───── Selected text ─────

Neutral Citation: [2008] IEHC 103


High Court Record Number: 2007 125 MCA

Date of Delivery: 18 April 2008

Court: High Court


Composition of Court: Laffoy J.

Judgment by: Laffoy J.

Status of Judgment: Approved



Neutral Citation Number: [2008] IEHC 103

IN CAMERA MATTER
THE HIGH COURT

REVENUE
2007 No. 125 MCA
IN THE MATTER OF AN APPLICATION PURSUANT TO SECTION 908
OF THE TAXES CONSOLIDATION ACT 1997

BETWEEN/
GEORGE ROSS

APPLICANT
AND

W. C.

RESPONDENT

Judgment of Miss Justice Laffoy delivered on 18th April, 2008.

On this application the applicant, who is an inspector of taxes, seeks orders against various banks in relation to accounts of the respondent tax payer held by them under paragraph (a) (for inspection of the books, records and other documents specified in relation to the accounts) and (b) (for the information, explanations and particulars specified in relation to the accounts) of subs. (5) of s. 908 of the Taxes Consolidation Act 1997. It is common case that the applicant is an authorised officer within the meaning of s. 908 and the application is brought with the consent in writing of a Revenue Commissioner. It is also common case that the preconditions to bringing an application under s. 908, which are stipulated in subs. (3) thereof, have been complied with. The basis on which the respondent resists the application is that the matter in relation to his liability to tax which was being investigated by the applicant and which gave rise to the application has been compromised by virtue of the Revenue Commissioners having accepted and cashed a cheque given by the respondent to the applicant on 8th September, 2004, which it is contended was tendered in full and final settlement of the respondent’s liability. In short, the respondent says that that matter is closed and cannot be re-opened.
The matter in question arose out of a voluntary disclosure made by a firm of accountants on behalf of the respondent on 15th November, 2001 in relation to so-called bogus non-resident accounts held by the respondent. Arising out of that disclosure, on 17th April, 2002 the respondent’s accountants were notified that his disclosure had been selected for review by the Revenue Commissioners. There ensued through 2002, 2003 and into 2004 an investigation of the disclosure made by the respondent on the BNR1 form in November, 2001 and the respondent’s participation in the 1993 amnesty.
The respondent had submitted to the Revenue Commissioners with the form BNR1 a cheque in the sum of €25,779.49 in respect of his total liability for underlying tax (income tax, PRSI and levies) and also his liability for interest and penalties in connection with the accounts disclosed thereon. In the course of the review, on 2nd October, 2003, the respondent’s accountants furnished a cheque for €83,000 to the Revenue Commissioners by way of payment of taxes due per their revised workings. The review continued.
The starting point of the submissions made on behalf of the respondent that the matter is now closed is a meeting dated 26th July, 2004 between the respondent’s then accountant (Mr. C) and the applicant. At that meeting Mr. C gave the applicant a further cheque for €17,808 in discharge of the respondent’s liability on the BNR1 on the basis of Mr. C’s revised workings. The respondent’s case is that, at that meeting, on Mr. C’s suggestion, the parties moved to a different mode of negotiation. Mr. C indicated that it would be his preferred option to agree a settlement in the case. The applicant indicated that he would consider any proposal made, but stated that it would have to be a reasonable figure and the ultimate approval would be by a revenue commissioner. There was a further meeting on 1st September, 2004 at which the respondent accompanied Mr. C. That meeting did not bring any resolution to the issues between the Revenue Commissioners and the respondent, although a further meeting was arranged for the following week, 8th September, 2004.

─────

Write the next part of the High Court judgment on the tax inspector's section 908 application, beginning right after its final sentence.

───── Supplied material ─────

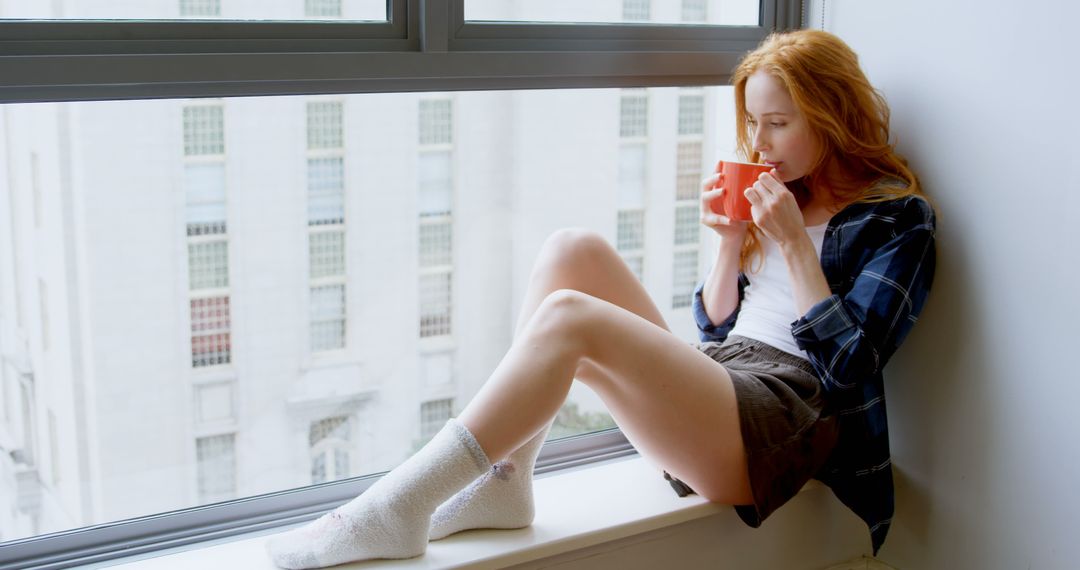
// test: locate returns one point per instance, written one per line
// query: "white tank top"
(768, 306)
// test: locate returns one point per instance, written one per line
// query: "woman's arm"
(720, 293)
(851, 337)
(716, 301)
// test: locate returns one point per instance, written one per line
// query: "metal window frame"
(426, 45)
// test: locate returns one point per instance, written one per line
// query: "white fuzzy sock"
(500, 499)
(391, 518)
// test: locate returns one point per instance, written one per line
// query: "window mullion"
(434, 26)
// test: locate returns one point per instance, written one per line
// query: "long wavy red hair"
(846, 114)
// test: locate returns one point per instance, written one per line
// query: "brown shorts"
(787, 431)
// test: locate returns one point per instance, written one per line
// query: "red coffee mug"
(737, 177)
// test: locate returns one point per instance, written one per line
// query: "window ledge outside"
(576, 510)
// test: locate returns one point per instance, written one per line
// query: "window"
(322, 8)
(43, 304)
(633, 179)
(684, 277)
(216, 458)
(693, 11)
(435, 127)
(210, 331)
(208, 265)
(331, 450)
(200, 8)
(327, 317)
(204, 200)
(170, 10)
(433, 416)
(726, 13)
(689, 171)
(326, 225)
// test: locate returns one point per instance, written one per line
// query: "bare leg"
(674, 404)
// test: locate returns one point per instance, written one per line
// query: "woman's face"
(780, 133)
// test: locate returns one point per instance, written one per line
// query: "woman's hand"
(728, 229)
(774, 209)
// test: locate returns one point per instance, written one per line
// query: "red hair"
(845, 113)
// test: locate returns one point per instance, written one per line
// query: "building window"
(433, 416)
(207, 265)
(216, 458)
(327, 317)
(691, 113)
(684, 277)
(324, 125)
(211, 343)
(331, 449)
(689, 170)
(200, 8)
(205, 212)
(322, 8)
(435, 122)
(687, 225)
(203, 131)
(326, 254)
(43, 307)
(326, 225)
(693, 11)
(635, 10)
(633, 113)
(435, 303)
(325, 190)
(436, 244)
(633, 178)
(204, 189)
(435, 208)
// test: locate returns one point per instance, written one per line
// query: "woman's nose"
(758, 139)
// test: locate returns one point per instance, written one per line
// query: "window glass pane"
(277, 10)
(325, 191)
(208, 265)
(712, 12)
(684, 277)
(204, 190)
(324, 125)
(413, 300)
(216, 459)
(688, 170)
(326, 254)
(687, 226)
(436, 184)
(435, 303)
(435, 242)
(632, 172)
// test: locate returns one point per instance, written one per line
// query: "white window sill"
(575, 510)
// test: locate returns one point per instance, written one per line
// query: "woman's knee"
(575, 246)
(564, 313)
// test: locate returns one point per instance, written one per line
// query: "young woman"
(802, 309)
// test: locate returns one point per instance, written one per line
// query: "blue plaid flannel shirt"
(879, 261)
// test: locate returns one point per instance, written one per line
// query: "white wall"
(983, 395)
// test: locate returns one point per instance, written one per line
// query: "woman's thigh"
(584, 261)
(675, 404)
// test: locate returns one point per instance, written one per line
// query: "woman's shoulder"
(888, 199)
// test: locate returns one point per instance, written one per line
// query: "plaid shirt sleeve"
(706, 330)
(851, 336)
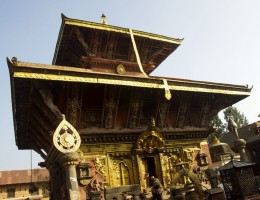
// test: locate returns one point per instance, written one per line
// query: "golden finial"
(103, 19)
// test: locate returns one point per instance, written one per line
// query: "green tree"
(237, 116)
(221, 128)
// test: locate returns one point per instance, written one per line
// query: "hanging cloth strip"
(136, 53)
(168, 95)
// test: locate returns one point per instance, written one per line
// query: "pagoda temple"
(100, 120)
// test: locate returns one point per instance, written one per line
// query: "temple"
(100, 120)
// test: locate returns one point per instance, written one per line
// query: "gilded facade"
(101, 121)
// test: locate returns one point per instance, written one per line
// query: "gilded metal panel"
(123, 83)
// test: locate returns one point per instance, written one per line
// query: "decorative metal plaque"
(66, 138)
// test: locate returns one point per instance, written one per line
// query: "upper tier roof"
(95, 45)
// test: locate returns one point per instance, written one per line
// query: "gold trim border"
(125, 31)
(122, 82)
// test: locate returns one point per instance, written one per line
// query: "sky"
(221, 44)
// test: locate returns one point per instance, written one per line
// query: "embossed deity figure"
(157, 188)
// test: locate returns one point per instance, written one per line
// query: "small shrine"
(238, 180)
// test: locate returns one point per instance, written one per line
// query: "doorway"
(150, 166)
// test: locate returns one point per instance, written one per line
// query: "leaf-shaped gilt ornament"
(66, 138)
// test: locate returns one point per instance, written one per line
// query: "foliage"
(238, 117)
(233, 112)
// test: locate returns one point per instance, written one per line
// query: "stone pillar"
(240, 145)
(68, 162)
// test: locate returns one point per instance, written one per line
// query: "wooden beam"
(90, 59)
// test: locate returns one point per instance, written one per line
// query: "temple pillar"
(68, 162)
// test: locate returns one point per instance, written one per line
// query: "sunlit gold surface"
(123, 82)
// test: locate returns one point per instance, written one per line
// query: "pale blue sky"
(221, 44)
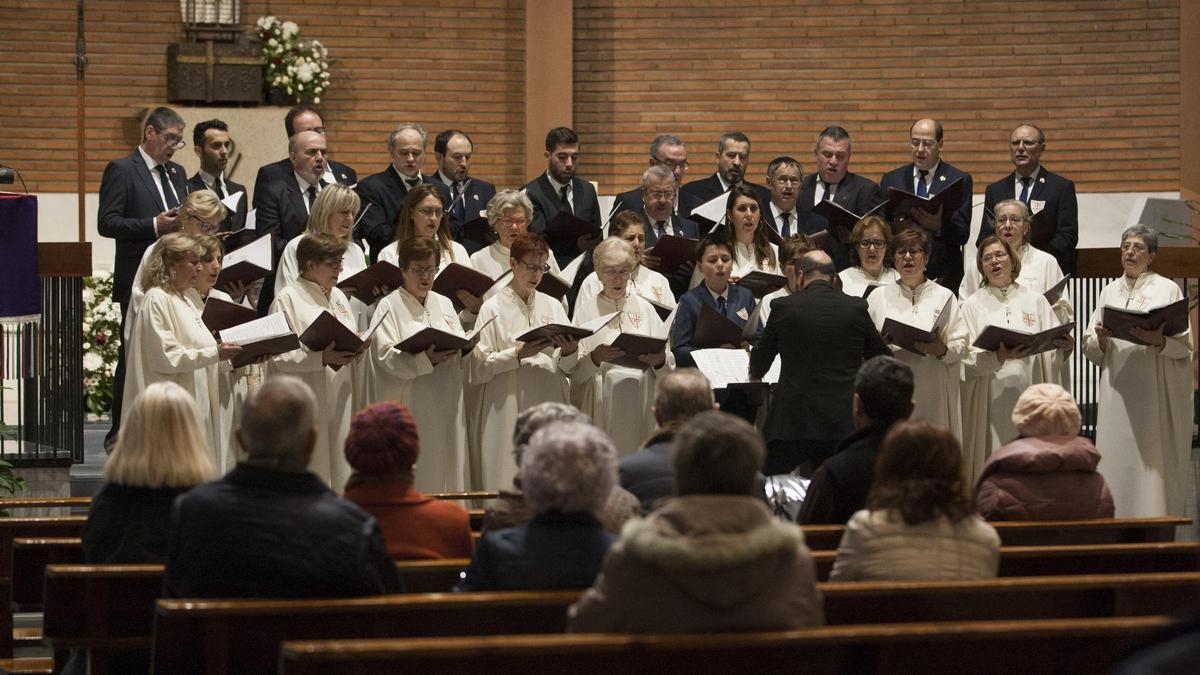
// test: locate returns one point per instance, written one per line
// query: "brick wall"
(1101, 77)
(447, 63)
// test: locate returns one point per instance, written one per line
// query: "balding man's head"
(277, 426)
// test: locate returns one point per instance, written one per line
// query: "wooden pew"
(1079, 645)
(243, 635)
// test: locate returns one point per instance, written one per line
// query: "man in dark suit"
(301, 118)
(385, 191)
(561, 190)
(671, 153)
(468, 196)
(138, 197)
(834, 181)
(285, 203)
(822, 336)
(213, 145)
(732, 160)
(928, 175)
(1049, 196)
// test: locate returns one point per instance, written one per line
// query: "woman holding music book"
(993, 381)
(303, 302)
(516, 375)
(613, 387)
(169, 341)
(643, 281)
(1144, 429)
(429, 383)
(921, 303)
(870, 243)
(1039, 269)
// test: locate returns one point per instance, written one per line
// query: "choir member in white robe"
(303, 302)
(1039, 272)
(919, 302)
(869, 243)
(993, 381)
(516, 375)
(429, 383)
(1144, 426)
(643, 281)
(618, 398)
(753, 251)
(169, 341)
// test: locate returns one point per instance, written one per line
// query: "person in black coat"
(270, 527)
(567, 472)
(1049, 196)
(928, 175)
(822, 336)
(138, 197)
(882, 396)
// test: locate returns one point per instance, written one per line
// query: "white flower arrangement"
(298, 69)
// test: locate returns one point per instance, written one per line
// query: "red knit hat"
(383, 440)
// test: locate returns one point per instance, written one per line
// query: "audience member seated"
(678, 396)
(882, 396)
(510, 508)
(1049, 471)
(383, 449)
(712, 559)
(270, 527)
(919, 521)
(567, 472)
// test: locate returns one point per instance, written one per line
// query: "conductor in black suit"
(468, 196)
(385, 191)
(822, 336)
(732, 160)
(213, 145)
(561, 190)
(1049, 196)
(834, 181)
(303, 118)
(928, 175)
(138, 197)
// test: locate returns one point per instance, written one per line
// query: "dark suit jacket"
(855, 193)
(234, 220)
(1060, 213)
(385, 192)
(129, 203)
(689, 311)
(946, 261)
(822, 336)
(546, 205)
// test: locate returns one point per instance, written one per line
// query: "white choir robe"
(618, 398)
(1144, 426)
(432, 393)
(510, 384)
(645, 282)
(301, 303)
(989, 388)
(936, 382)
(169, 342)
(855, 280)
(1039, 272)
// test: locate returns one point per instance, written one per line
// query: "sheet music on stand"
(724, 368)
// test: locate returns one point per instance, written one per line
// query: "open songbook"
(264, 336)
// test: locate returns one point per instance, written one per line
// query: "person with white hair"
(567, 473)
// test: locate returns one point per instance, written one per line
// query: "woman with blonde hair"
(168, 340)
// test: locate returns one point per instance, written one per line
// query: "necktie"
(168, 192)
(1025, 189)
(565, 203)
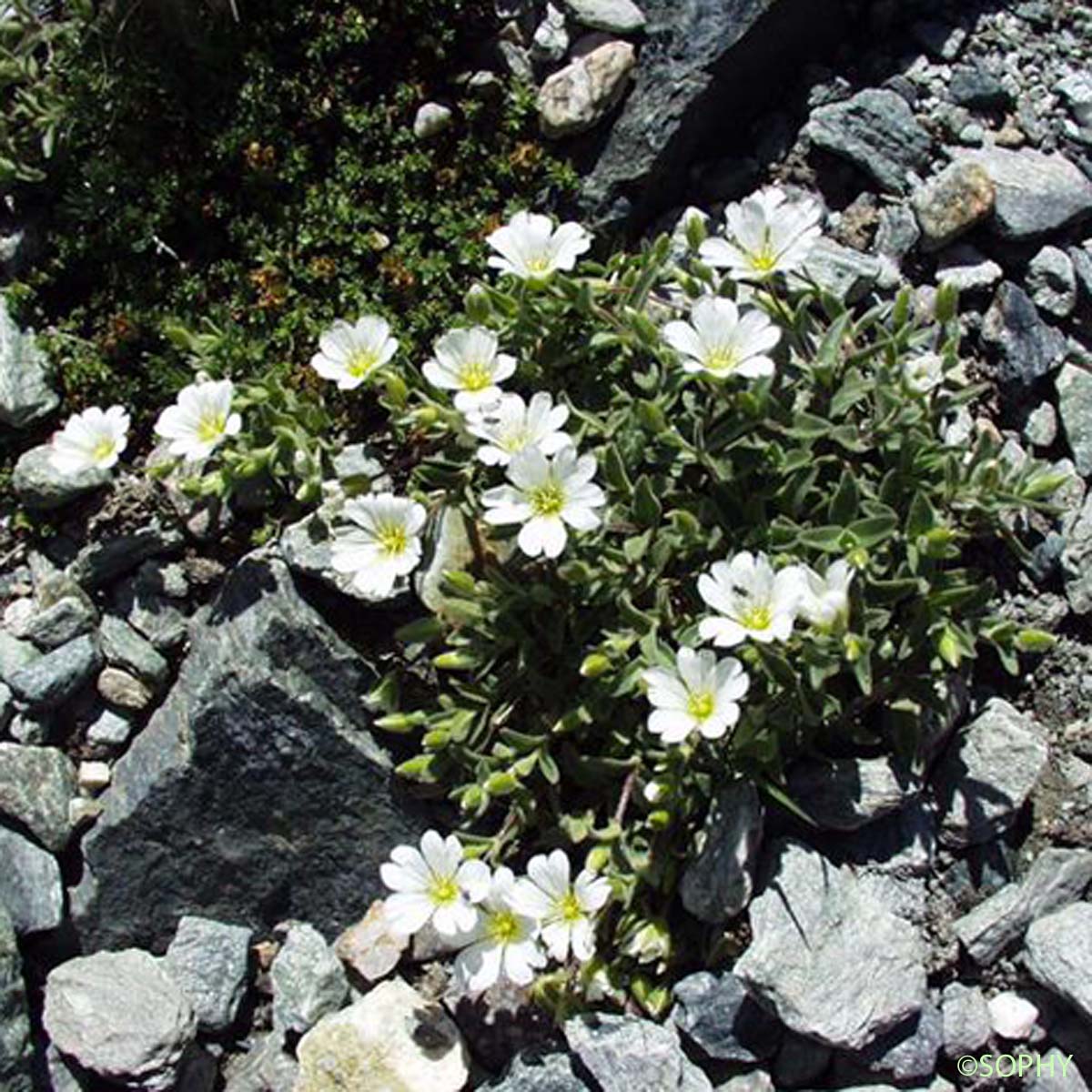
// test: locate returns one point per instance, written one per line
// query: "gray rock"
(257, 789)
(121, 1016)
(1026, 349)
(1059, 956)
(61, 622)
(583, 93)
(722, 1020)
(208, 960)
(308, 981)
(983, 782)
(834, 962)
(36, 784)
(966, 1020)
(877, 131)
(54, 678)
(541, 1073)
(846, 794)
(1052, 282)
(39, 486)
(1036, 194)
(718, 884)
(1057, 878)
(614, 16)
(627, 1053)
(1075, 407)
(953, 203)
(125, 648)
(26, 391)
(15, 1024)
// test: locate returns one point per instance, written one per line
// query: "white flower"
(767, 234)
(468, 361)
(700, 694)
(531, 248)
(721, 342)
(383, 545)
(545, 496)
(751, 600)
(825, 601)
(434, 885)
(349, 354)
(200, 420)
(923, 374)
(563, 909)
(511, 425)
(90, 440)
(503, 943)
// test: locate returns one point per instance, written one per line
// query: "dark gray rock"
(30, 885)
(208, 961)
(722, 1020)
(983, 782)
(256, 792)
(53, 680)
(702, 61)
(15, 1024)
(39, 486)
(877, 131)
(1036, 194)
(834, 962)
(719, 883)
(1059, 956)
(1026, 348)
(846, 794)
(36, 784)
(626, 1053)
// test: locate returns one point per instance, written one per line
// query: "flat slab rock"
(831, 960)
(256, 793)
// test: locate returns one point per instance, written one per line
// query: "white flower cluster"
(503, 926)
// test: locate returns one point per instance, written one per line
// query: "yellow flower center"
(547, 500)
(475, 376)
(443, 890)
(211, 427)
(503, 927)
(756, 618)
(700, 704)
(392, 540)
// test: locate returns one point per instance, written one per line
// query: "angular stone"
(966, 1019)
(722, 1020)
(1057, 878)
(36, 784)
(614, 16)
(257, 791)
(1036, 195)
(719, 883)
(960, 197)
(308, 981)
(581, 94)
(983, 782)
(15, 1051)
(26, 392)
(208, 961)
(833, 962)
(627, 1053)
(1026, 349)
(39, 486)
(1059, 956)
(877, 131)
(121, 1016)
(846, 794)
(392, 1038)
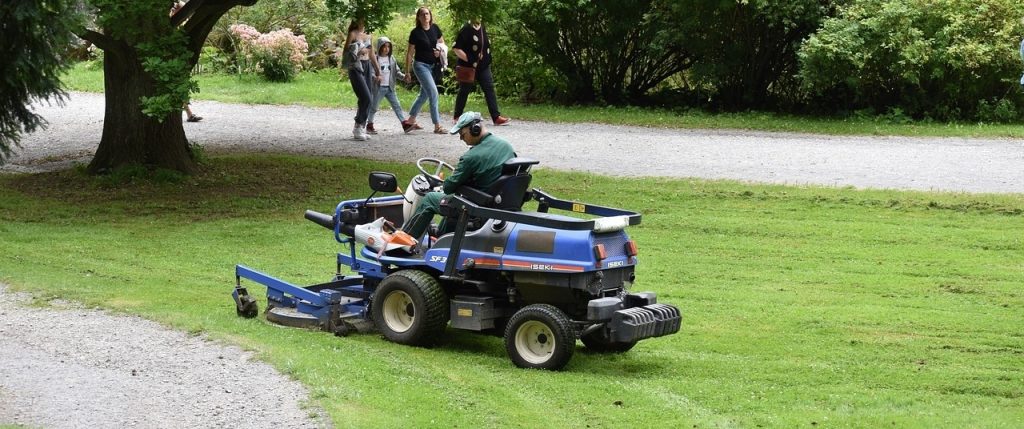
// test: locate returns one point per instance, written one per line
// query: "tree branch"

─────

Exercise result
The respondent attended the meeting on 8th September, 2004 with Mr. C. The applicant’s affidavit evidence on this application was based on a contemporaneous note he made of that meeting which recorded what happened as follows:
          “Mr. [C] said that he would prefer to settle the case without any further correspondence and wanted to agree on a final liability. I said I was prepared to listen to any offer, but could not guarantee final acceptance at this meeting. Both [the respondent] and Mr. [C] accepted this.
          Mr. [C] said that he had revised workings in this case, and that he had increased the interest and penalties due. He preferred to agree the case without my seeing these workings and said his calculations showed a total liability of €400,000. His records showed that [the respondent] had already paid €122,000, leaving a balance of €278,000 due. [The respondent] gave me a cheque for this amount. I agreed to put his proposal forward, but again stressed that even though I was taking the cheque, they should not assume final acceptance of their offer.”
The code of practice applicable to settlements by the Revenue Commissioners in operation at the time provided that settlements in excess of €100,000 had to be approved by one of the three Revenue Commissioners. The applicant has asserted that Mr. C, a tax adviser of longstanding and experience, would have been fully aware of that requirement.
The respondent’s account of the meeting on 8th September, 2004 on affidavit is as follows:
          “I put my best foot forward and accepted a total liability of €400,000. I believed that my precise liability may have been more or less than that but not by so much and I wanted the matter closed. The applicant stated that he too wanted the matter settled. I presented the applicant with a cheque for the balance of the said sum of €400,000 (i.e. €278,000) in full and final settlement of my liability which he accepted subject to the approval of his manager whom the applicant stated would have to approve the compromise. I am in no doubt that the agreed intention of all parties at that meeting was to achieve a final compromise and that the procedure agreed between us was that the applicant would transmit the cheque to his superior with a recommendation that it be accepted in settlement of the liability and that his superior had authority to conclude a final compromise. … The applicant stated that he did not have the authority to compromise the matter but that he would recommend to his manager … who would have to approve his recommendation for it to be accepted and he did not see any difficulties with [the manager] accepting it.”
Mr. C has also put his account of his dealings on behalf of the respondent with the applicant on affidavit. He has averred that at the meeting on 1st September, 2004 “we all agreed that it would be mutually beneficial to settle the case”.
As to the basis on which the applicant accepted the cheque for €278,000 at the meeting of 8th September, 2004, he has averred as follows:
          “… I agree with the applicant when he avers that he left us in no doubt that he could not approve the settlement himself. He stated clearly that he could not do so and that it was up to his manager to make the decision as to whether or not to accept the compromise but that the applicant would relay to us the decision of his principal in regard to the settlement and that the applicant was authorised to communicate this decision to us in due course.”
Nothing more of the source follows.